Task goal →
Pull out every line of the rows below that contains the word "green". Case counts.

Supplied records →
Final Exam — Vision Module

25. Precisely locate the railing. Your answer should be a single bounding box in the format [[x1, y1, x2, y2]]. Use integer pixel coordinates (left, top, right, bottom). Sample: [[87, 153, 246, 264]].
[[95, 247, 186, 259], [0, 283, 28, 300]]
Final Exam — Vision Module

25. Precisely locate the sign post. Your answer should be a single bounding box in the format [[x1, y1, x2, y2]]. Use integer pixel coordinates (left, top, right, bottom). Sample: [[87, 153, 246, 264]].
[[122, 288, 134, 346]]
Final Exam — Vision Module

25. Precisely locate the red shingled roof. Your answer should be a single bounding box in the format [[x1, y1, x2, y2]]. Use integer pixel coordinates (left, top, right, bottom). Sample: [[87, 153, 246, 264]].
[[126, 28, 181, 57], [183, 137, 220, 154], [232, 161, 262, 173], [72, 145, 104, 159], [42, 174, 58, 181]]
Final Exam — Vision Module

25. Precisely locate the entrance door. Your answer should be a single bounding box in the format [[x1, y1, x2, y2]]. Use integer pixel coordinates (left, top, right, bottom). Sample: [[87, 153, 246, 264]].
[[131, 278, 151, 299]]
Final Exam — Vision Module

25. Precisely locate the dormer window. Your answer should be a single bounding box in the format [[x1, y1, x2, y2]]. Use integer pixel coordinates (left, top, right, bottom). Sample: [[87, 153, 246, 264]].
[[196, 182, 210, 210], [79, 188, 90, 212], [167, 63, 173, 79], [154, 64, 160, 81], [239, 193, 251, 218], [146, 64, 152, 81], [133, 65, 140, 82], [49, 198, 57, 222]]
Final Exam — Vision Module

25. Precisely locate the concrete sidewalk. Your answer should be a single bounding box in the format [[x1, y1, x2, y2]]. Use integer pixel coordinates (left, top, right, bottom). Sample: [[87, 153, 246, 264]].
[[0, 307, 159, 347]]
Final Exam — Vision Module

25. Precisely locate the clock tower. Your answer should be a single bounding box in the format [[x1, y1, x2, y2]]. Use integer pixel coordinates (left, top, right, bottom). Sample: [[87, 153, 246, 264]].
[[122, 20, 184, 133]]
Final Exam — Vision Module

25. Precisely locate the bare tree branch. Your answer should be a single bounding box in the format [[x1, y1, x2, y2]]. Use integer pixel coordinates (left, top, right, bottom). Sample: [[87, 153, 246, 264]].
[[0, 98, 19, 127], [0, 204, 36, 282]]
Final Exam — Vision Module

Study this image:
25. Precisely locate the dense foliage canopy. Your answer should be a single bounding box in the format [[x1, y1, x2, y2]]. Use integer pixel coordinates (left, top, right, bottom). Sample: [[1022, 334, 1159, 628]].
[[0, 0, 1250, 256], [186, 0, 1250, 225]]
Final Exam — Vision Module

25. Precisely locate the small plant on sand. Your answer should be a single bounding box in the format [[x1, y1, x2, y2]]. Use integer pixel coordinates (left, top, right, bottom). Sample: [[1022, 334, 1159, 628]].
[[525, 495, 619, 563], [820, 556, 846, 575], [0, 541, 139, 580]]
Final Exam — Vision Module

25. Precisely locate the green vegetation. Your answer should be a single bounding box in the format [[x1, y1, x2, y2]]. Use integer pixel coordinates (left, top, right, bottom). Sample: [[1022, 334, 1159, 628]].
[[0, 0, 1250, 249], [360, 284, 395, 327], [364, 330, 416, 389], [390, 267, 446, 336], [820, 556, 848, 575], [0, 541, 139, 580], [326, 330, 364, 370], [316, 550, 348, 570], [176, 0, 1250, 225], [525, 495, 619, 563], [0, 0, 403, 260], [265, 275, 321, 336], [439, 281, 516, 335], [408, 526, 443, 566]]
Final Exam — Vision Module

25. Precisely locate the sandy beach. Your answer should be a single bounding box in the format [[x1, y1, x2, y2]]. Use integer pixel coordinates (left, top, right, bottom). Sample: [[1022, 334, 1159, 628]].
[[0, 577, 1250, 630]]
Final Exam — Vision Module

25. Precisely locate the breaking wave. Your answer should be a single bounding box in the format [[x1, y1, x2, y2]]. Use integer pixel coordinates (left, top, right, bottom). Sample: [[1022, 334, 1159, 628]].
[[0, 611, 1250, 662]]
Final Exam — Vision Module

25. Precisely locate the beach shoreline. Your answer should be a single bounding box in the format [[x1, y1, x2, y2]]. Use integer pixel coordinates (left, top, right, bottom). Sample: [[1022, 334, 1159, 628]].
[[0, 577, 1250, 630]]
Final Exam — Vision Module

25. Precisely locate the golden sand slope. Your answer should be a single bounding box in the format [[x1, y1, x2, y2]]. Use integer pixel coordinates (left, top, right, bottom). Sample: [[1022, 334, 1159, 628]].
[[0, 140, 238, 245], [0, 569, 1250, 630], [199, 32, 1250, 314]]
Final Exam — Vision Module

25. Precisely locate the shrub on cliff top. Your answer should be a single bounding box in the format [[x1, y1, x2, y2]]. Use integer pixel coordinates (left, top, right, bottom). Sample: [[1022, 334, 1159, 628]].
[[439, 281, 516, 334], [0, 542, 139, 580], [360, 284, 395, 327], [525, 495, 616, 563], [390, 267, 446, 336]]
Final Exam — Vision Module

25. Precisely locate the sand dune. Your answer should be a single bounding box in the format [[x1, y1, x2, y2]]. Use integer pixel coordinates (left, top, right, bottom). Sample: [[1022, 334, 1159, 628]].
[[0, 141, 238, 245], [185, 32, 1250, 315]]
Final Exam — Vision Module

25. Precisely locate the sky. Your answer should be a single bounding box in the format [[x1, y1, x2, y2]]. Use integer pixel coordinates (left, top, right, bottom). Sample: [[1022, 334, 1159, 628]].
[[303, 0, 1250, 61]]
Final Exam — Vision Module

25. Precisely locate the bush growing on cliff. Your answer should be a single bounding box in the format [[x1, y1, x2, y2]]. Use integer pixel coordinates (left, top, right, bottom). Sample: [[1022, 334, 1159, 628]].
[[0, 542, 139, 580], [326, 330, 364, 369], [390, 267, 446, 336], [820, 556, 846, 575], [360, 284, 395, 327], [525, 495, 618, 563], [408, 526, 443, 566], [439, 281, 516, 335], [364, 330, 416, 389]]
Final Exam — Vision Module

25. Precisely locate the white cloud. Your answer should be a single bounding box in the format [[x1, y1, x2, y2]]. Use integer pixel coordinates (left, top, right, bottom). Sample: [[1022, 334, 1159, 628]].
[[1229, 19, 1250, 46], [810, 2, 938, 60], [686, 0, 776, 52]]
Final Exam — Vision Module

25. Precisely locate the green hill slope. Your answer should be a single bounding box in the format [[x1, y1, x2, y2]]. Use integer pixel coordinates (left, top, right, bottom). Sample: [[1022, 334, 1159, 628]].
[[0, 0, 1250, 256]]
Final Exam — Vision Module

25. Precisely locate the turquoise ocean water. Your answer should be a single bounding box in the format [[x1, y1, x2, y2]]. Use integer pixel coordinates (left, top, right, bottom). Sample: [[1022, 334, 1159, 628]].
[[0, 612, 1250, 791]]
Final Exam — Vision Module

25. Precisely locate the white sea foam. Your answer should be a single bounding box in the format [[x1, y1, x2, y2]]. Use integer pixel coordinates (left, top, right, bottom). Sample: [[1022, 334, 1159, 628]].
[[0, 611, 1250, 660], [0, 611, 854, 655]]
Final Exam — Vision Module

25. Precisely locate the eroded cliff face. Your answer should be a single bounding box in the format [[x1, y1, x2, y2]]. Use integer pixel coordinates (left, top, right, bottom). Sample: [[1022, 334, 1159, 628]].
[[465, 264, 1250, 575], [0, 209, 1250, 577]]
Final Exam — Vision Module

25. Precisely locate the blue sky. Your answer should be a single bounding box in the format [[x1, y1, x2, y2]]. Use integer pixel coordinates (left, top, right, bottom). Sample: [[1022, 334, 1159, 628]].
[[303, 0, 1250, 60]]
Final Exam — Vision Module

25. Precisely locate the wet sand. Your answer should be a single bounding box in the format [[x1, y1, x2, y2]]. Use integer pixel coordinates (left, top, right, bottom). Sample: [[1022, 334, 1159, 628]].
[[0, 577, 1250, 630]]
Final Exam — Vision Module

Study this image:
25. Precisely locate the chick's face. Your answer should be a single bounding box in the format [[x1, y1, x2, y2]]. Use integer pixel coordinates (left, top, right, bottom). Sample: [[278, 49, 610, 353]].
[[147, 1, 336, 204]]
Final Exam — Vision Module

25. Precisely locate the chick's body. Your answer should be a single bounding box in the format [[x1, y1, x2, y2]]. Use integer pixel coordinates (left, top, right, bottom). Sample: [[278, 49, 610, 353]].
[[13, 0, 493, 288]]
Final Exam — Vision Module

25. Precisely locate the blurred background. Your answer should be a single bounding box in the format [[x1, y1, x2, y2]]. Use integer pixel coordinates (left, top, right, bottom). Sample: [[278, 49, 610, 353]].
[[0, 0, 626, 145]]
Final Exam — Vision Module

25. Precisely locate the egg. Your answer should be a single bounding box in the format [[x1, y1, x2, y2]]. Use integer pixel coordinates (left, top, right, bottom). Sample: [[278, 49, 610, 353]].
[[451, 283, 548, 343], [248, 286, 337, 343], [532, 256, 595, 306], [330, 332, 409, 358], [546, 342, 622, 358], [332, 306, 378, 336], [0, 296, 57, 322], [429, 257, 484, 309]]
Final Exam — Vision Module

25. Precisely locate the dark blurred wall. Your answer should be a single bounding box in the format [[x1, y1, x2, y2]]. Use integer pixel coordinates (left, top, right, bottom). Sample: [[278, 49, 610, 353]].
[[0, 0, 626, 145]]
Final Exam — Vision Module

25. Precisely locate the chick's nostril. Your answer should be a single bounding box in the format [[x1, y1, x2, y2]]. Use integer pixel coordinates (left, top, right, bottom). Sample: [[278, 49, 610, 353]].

Finished exercise →
25. Precisely locate the green vegetation. Your answer should be a single bounding box in the format [[x1, y1, x2, y2]]. Use integer pixel coordinates (left, top, right, bottom). Sample: [[1022, 334, 1159, 628]].
25. Precisely locate the green hill slope. Your answer should be a single bounding box in the format [[x1, y1, x2, y2]]. Use integer pixel coordinates (left, top, right, bottom). Sample: [[1022, 334, 1159, 628]].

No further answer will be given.